§ **Stated problem**
Quote the records word for word, from the line containing "point: green cargo" through the final line of the records, both ends included.

§ **Data provided**
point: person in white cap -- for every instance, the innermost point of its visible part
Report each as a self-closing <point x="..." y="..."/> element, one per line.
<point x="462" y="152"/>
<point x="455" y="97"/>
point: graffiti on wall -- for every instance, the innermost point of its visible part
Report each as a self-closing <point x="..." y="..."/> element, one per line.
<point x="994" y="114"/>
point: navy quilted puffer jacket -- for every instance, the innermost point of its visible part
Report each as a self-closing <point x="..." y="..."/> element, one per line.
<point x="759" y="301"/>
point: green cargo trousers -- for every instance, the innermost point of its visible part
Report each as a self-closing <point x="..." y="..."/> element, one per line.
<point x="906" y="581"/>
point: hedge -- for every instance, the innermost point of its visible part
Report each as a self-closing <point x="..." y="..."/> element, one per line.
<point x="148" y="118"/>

§ **Solution to this exercise**
point: green cargo trousers -- for every instance, the innermost point of its visible part
Report each as a self-closing <point x="..." y="..."/> element, one per line.
<point x="906" y="581"/>
point: hedge -- for every instance, the innermost point of its visible part
Report each as a self-closing <point x="..." y="..."/> element, one per line.
<point x="148" y="118"/>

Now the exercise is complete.